Grandma Betty

Published 3 years ago -

Skyler Hesch, Campus Life Editor

This past weekend my Grandma Betty passed away. I thought that writing it would make that ugly, sad truth easier to swallow, but there is still a lump in my throat and tears forming in my eyes, eyes the same shade of blue as hers. While I am going to miss her more than words can describe, I am glad she is no longer suffering. The past few years have been tough. Her skin became pale and thin, she lost a tremendous amount of weight, her nonsense chatter eventually turned into nothing more than noises, and even the noises were far and few inbetween, her blue eyes would see me, but not see me. Her family, the people she loved the most in the whole world, became unfamiliar faces; Alzheimer’s made us strangers.

There are little girls who love their moms and little girls who love their dads, but I was a little girl who loved my Grandma Betty. She was there the day I was born, she was there to hear my first cry, she was there to hold me and make me feel safe on my first day in this big world. The second she saw me, she loved me so much that she decided to have the nurse put ink on my little newborn feet and press them into the sweater she was wearing that day. Over the years, the ink footprints have faded because of use and going through the wash, but the outline of them is still there on that pink sweater she was wearing that day in May of 1998.

I loved going to Grandma Betty’s house. She had a way of making you feel like you were the only person that mattered to her in the entire world. I always felt special, especially when she said, “you’re my girl.” Grandma’s house felt different than home. She did not care about clutter or having things clean all the time. Now that I am older, I understand that she was kind of a hoarder, but as a child, the boxes lining her walls were enthralling and mysterious. Each day she went through something different, carefully looking at each item and seeing value in everything, just like she saw the value in us. She always had so many toys to play with and kept them where we wanted, even if they were an inconvenience to her. I have some of my fondest childhood memories playing spies, house, and detectives at her house on State Street with my cousins,

setting up Barbie houses, sleeping on her green couches, and watching Disney movies in Sesame Street chairs.

▸ **Records**:
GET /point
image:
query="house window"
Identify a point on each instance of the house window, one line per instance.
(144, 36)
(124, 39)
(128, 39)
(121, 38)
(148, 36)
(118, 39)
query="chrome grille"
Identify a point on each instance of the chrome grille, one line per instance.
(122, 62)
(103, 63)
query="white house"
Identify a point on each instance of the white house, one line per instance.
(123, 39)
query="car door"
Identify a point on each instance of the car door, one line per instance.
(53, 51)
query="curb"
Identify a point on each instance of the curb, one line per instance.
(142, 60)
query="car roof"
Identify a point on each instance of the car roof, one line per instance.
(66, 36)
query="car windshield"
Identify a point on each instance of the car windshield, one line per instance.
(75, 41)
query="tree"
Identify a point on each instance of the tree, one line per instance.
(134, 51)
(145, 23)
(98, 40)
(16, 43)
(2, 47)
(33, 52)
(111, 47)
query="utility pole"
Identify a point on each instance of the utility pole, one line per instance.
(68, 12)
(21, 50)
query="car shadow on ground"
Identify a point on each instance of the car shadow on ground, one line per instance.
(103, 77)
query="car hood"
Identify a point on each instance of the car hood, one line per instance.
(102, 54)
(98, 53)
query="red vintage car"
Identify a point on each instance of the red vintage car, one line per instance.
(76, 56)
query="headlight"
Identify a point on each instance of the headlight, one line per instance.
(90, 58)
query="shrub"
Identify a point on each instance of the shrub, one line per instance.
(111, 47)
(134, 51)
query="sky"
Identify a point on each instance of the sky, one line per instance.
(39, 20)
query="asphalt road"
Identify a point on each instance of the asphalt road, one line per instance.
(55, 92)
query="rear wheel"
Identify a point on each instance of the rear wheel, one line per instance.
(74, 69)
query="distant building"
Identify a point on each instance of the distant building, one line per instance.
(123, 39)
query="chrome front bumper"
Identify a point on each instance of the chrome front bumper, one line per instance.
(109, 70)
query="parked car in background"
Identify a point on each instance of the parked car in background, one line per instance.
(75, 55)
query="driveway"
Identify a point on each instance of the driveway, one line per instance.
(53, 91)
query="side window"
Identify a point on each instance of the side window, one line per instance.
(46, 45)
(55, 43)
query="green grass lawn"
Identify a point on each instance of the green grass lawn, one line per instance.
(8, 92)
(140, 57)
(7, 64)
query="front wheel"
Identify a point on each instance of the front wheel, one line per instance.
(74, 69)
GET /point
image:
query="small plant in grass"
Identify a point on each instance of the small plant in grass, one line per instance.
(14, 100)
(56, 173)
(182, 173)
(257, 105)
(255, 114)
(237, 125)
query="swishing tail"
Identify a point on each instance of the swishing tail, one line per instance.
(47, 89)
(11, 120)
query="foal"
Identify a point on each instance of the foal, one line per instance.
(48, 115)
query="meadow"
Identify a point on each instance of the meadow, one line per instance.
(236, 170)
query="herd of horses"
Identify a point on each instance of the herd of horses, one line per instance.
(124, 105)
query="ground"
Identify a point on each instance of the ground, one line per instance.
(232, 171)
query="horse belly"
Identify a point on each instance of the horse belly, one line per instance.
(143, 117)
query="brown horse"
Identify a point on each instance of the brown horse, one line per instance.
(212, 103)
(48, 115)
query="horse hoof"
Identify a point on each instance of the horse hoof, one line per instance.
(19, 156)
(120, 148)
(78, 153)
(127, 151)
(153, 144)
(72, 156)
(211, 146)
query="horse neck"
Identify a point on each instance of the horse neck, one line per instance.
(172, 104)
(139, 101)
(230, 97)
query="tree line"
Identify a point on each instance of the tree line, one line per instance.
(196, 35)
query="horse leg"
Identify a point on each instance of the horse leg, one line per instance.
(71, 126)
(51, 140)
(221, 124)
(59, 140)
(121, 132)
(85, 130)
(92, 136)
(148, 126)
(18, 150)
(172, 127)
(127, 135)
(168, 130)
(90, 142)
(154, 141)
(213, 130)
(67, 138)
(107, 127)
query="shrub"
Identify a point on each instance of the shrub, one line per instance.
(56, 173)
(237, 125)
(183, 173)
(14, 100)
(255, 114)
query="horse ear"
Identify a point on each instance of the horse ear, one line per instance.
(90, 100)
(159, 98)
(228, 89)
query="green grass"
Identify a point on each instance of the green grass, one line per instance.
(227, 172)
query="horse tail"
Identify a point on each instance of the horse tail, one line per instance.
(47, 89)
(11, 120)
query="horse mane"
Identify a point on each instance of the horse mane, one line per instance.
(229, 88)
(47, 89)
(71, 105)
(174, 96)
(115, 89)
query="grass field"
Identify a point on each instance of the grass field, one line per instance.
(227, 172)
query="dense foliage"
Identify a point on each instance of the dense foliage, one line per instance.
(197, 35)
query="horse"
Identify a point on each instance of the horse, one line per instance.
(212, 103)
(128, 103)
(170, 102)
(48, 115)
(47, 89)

▸ **Exercise set**:
(1) Return the stretch of the Grandma Betty column from "There are little" through "May of 1998.".
(2) According to the column about Grandma Betty, on what street was her house?
(3) Write what comes next in the column about Grandma Betty, picking up after its final sentence.
The listing has no connection to the column about Grandma Betty.

▸ **Responses by task**:
(1)
There are little girls who love their moms and little girls who love their dads, but I was a little girl who loved my Grandma Betty. She was there the day I was born, she was there to hear my first cry, she was there to hold me and make me feel safe on my first day in this big world. The second she saw me, she loved me so much that she decided to have the nurse put ink on my little newborn feet and press them into the sweater she was wearing that day. Over the years, the ink footprints have faded because of use and going through the wash, but the outline of them is still there on that pink sweater she was wearing that day in May of 1998.

(2) State Street.

(3)
Her hands had a magic touch. They scratched backs, painted ornaments, glued toys back together, crafted decorations, washed dishes, and wiped away tears. They were gentle and patient and giving. Even at the end of her life, her hands which had forgotten how to do most things, still squeezed the hand she was holding, “love squeezes” is what she called them. Grandma Betty always put everyone else first. She wanted us to be happy, no matter what. She always gave the best birthday presents. There were usually practical things, like socks she trimmed with lace or decorated with floral designs, underwear covered in trending movie characters, and clothes, but there was always something fun like art and craft supplies or my favorite gift: a purple Barbie minivan with a battery operated sliding door.

Grandma was my person. When I was little and hated haunted houses, she would wear her big long coat for me to hide in so I did not have to see anything scary. When I was afraid of swimming, Grandma sat with me in the shade and watched me splash in the little pool until I was ready to swim in the big one. When I got yelled at by my parents and ran to my room to cry, Grandma always followed me in to comfort me and wipe away my tears. On our beach vacations, Grandma and I spent hours walking on the beach and collecting shells. She held me after my first hard break up. She beamed with pride as she watched me graduate from high school, something she never got the opportunity to do herself. She was always there for me.

It is hard thinking about all the things she is going to miss. She will never get to see me graduate college, watch me get married, pick up another seashell, or hold her future great-grandchildren. I cannot call her up on the phone and talk to her or ask her how she is doing. I cannot hear her tell me that she loves me the most of everyone and that I have always been her girl. Now that she is gone, I am even more grateful for the things that make me like her: my

height, my eyes, my temper, and the way I love others. While this is one of the hardest things I have ever been through, I am so grateful for the memories, her example of putting family first, and the legacy of love left by my beautiful and sweet Grandma Betty.